Given problem 1: From the post on Gaussian process regression, return the passage starting with "For each set, we’ll" and going on through "exp(-distance_matrix ^ 2 / (2 * .x ^ 2)))", copied word for word.
Given problem 2: Resume the post on Gaussian process regression from the point where it stops.

Text:
Gaussian process regression as an alternative to continuous-time autoregression

For small datasets, Gaussian process regression can be just as effective.

Ben Trueman true
2024-09-06

Recently, I’ve been learning about Gaussian processes, and it’s become clear that they offer an alternative to something I’ve spent some time on recently: modeling time series as the sum of one or more smoothing splines and a continuous time autoregression—see my bgamcar1 package for examples.

I’ll start this post with some simulations that helped me understand the basics of Gaussian processes, and then I’ll fit one to some (simulated) data and compare it with a continuous-time autoregression.

We’ll need the following packages:

The basic idea behind a Gaussian process regression is that we can estimate any continuous function as a draw from an \(N\)-dimentional multivariate normal, where \(N\) is the number of observations. For an isotropic Gaussian process, the covariance matrix of the multivariate normal is fully determined by the distance between all pairs of observations, via a covariance function. A popular choice is the exponentiated quadratic. For \(D\)-dimensional observations \(x_1, ..., x_N \in \mathbb{R}^D\) the covariance between \(x_i\) and \(x_j\) is calculated as

\[ K(x | \sigma, \rho, \alpha)_{i,j} = \alpha ^ 2 exp \left( -\frac{1}{2 \rho ^ 2} \sum_{d = 1}^D(x_{i,d} - x_{j,d}) ^ 2 \right) + \sigma ^ 2 I_N \]

where \(\sigma\) is the error term, \(\rho\) controls the frequency, \(\alpha\) controls the range, and \(I_N\) is the identity matrix. See the Gaussian processes section of the Stan manual for details.

This is what the covariance function looks like for a range of \(\rho\) values:

First, we’ll do a simulation in one dimension with the following parameters:

sigma <- 1e-4 # residual standard deviation (noise term)
rho <- c(1, 2, 5, 10, 20) # length-scale (frequency)
alpha <- 1 # marginal standard deviation (amplitude of the GP)

For each set, we’ll simulate a multivariate normal draw with zero mean:

N <- 100
x <- seq(N)
distance_matrix <- outer(x, x, "-") 
covariance_matrix <- map(rho, ~ alpha ^ 2 * exp(-distance_matrix ^ 2 / (2 * .x ^ 2))) 
# add sigma squared to diagonal:
covariance_matrix <- covariance_matrix |> 
  map(~ .x + diag(rep(sigma ^ 2, nrow(covariance_matrix[[1]])))) 
# simulate a multivariate normal draw:
y <- with_seed(12456, {map(covariance_matrix, ~ mvtnorm::rmvnorm(1, sigma = .x))}) 

The parameter \(\rho\) has an important effect on the kinds of functions a Gaussian process can model. In the figure below, realizations are on the left and the covariance matrices that generated them are on the right.

Next, we’ll do a simulation in two dimensions. Since the covariance matrix depends only on the Euclidean distance between points, the code above generalizes easily (n.b., the distance matrix is already squared, so no need to square it when calculating the covariance matrix).

rho <- c(5, 10, 20)
N <- 35
x <- seq(N)
grid <- crossing(x1 = x, x2 = x)

Entries shown:
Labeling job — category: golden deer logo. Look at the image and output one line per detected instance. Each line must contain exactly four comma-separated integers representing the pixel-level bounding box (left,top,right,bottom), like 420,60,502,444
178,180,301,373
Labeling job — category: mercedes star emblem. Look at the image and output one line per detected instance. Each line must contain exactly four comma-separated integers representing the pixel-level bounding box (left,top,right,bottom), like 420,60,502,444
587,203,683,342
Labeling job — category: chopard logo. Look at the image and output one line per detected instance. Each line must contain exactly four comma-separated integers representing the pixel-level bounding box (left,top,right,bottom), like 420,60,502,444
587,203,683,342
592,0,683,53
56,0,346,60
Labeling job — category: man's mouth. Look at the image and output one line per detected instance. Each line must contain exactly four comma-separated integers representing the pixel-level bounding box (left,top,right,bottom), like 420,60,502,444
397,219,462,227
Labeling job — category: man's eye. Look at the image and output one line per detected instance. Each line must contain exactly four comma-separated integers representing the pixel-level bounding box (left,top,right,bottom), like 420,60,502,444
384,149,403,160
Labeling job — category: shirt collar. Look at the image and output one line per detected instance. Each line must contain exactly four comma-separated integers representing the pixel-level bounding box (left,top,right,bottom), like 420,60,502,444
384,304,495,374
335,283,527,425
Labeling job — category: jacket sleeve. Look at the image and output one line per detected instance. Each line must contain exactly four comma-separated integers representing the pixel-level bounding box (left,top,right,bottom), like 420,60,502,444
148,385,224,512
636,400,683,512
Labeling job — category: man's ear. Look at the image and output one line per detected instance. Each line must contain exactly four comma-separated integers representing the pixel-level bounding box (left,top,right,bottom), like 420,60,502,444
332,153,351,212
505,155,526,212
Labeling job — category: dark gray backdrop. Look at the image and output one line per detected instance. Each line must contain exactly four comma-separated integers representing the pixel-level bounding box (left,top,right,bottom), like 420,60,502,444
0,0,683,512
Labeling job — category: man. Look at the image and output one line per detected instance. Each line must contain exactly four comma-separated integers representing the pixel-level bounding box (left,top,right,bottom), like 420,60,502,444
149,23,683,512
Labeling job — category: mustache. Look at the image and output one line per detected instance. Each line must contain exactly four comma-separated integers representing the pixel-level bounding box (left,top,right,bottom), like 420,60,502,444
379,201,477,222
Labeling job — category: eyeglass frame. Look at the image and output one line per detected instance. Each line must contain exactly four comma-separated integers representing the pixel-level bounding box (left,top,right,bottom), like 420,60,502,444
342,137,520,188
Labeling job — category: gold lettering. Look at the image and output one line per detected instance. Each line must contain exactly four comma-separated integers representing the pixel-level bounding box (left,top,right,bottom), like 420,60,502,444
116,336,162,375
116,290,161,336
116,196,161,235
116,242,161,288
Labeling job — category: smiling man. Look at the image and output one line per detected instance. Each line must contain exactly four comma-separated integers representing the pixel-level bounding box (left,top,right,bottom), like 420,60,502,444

Written reply 1:
For each set, we’ll simulate a multivariate normal draw with zero mean:

N <- 100
x <- seq(N)
distance_matrix <- outer(x, x, "-") 
covariance_matrix <- map(rho, ~ alpha ^ 2 * exp(-distance_matrix ^ 2 / (2 * .x ^ 2)))

Written reply 2:
# squared Euclidean distance in 2D:
distance_matrix <- outer(grid$x1, grid$x1, "-") ^ 2 + 
  outer(grid$x2, grid$x2, "-") ^ 2

Covariance matrices and multivariate normal draws are generated as above, and they should yield something like this:

Now, on to fitting a Gaussian process! In brms, this is done by estimating the parameters of the covariance function as well as a latent standard normal parameter \(\eta_i \sim N(0, 1)\) for each data point. The \(\eta_i\) are then transformed to yield the target multivariate normal distribution, as described here.

Posterior predictions at new predictor values are calculated analytically, and a function to do so is provided at the above link, under Analytical form of joint predictive inference.

Let’s simulate from a Gaussian process, add a linear trend, subsample from it to create an irregularly-spaced time series, and then fit (1) a continuous-time autoregressive model and (2) a Gaussian process regression model to the data.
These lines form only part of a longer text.